== Data provided ==
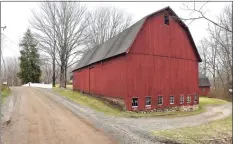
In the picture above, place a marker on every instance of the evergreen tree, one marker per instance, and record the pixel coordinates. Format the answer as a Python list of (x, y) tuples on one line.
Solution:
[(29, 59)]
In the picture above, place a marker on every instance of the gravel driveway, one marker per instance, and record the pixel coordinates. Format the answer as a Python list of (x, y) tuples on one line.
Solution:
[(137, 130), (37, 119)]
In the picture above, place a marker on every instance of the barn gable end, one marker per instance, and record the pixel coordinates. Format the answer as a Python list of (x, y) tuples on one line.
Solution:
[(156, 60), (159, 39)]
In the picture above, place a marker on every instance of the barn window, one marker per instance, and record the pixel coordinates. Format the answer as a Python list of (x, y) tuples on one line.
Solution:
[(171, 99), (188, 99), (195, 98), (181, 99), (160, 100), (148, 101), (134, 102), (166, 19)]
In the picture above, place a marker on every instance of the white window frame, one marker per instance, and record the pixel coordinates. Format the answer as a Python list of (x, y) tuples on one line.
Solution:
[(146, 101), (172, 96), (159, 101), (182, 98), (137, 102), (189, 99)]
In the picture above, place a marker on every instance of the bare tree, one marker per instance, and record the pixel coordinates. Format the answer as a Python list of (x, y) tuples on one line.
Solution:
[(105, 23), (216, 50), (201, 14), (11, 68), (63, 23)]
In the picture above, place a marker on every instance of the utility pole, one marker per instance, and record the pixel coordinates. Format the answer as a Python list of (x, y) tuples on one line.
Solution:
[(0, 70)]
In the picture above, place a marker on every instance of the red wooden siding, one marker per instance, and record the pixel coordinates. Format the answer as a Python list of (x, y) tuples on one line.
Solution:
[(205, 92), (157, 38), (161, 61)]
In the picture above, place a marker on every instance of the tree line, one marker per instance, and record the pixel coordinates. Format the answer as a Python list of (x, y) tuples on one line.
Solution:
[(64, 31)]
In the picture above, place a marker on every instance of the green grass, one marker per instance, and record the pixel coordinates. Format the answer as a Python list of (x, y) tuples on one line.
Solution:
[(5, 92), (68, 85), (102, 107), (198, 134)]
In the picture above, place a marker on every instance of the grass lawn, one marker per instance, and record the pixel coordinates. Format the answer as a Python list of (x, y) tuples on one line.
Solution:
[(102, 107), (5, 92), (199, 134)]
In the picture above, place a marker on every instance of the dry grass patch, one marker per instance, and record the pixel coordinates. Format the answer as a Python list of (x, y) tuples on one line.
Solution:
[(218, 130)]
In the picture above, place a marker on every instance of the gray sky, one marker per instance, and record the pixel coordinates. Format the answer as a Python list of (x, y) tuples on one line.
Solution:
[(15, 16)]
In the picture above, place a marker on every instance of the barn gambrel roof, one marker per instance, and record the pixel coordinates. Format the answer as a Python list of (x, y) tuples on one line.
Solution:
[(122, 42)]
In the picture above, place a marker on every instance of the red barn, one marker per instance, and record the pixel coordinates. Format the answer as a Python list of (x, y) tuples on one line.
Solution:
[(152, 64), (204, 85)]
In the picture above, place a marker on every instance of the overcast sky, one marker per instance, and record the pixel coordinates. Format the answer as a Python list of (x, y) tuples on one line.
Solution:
==
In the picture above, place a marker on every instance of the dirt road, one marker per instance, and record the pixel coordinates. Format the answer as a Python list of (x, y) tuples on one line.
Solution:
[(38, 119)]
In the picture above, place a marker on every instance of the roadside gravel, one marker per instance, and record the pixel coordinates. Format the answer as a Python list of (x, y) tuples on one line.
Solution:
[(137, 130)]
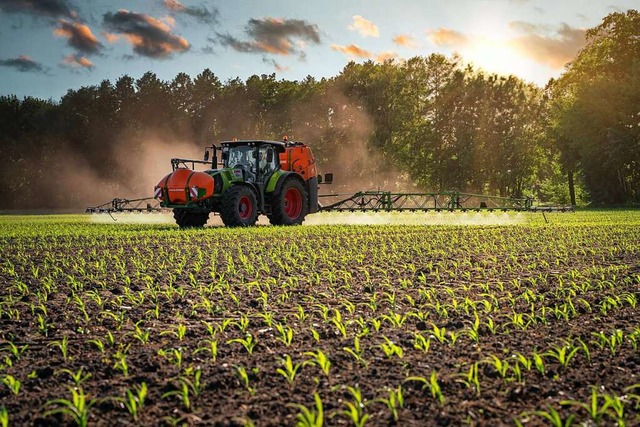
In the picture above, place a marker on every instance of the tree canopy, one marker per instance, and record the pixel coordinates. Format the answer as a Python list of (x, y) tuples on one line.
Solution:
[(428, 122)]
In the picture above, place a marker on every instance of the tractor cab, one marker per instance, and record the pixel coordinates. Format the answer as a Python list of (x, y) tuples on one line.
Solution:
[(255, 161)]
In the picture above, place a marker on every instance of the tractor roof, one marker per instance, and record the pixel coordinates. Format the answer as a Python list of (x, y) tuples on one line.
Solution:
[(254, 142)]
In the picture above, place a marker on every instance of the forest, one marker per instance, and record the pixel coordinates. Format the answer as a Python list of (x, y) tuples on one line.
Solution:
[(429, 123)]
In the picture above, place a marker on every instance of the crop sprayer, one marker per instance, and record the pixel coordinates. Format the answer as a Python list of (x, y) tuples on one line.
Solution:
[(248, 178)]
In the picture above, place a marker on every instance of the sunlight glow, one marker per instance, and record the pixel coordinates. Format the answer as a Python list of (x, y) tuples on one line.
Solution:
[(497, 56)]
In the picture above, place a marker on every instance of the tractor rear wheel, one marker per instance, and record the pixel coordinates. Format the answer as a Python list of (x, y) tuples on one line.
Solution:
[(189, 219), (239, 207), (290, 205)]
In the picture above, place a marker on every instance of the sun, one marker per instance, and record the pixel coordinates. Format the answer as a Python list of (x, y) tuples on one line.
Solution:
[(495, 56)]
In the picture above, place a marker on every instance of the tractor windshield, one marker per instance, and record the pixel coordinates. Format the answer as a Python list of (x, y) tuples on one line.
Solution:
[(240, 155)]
==
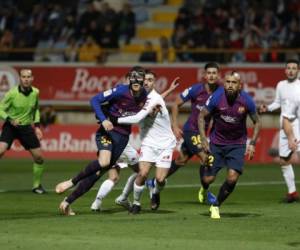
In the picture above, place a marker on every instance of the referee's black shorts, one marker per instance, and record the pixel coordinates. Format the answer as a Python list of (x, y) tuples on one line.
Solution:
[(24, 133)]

== Written problem ==
Starting at the line containing "of the evergreen" and ending after the line containing "[(137, 130), (37, 119)]", reproduce those records with "gravel driveway" swapped for "paved driveway" and nothing else changed.

== Result of the task ==
In the picture above, place a marker on every instance of the evergreen tree, one marker per instance, and record the pixel coordinates. Format the answer as a Python list of (x, y) tuples on one line.
Solution:
[(29, 59)]
In the picture above, place a marker on every instance of the paved driveway, one marker per instance, and record the pixel coordinates. Format the answer as a Python list of (x, y) tuples on one line.
Solution:
[(137, 130), (37, 119)]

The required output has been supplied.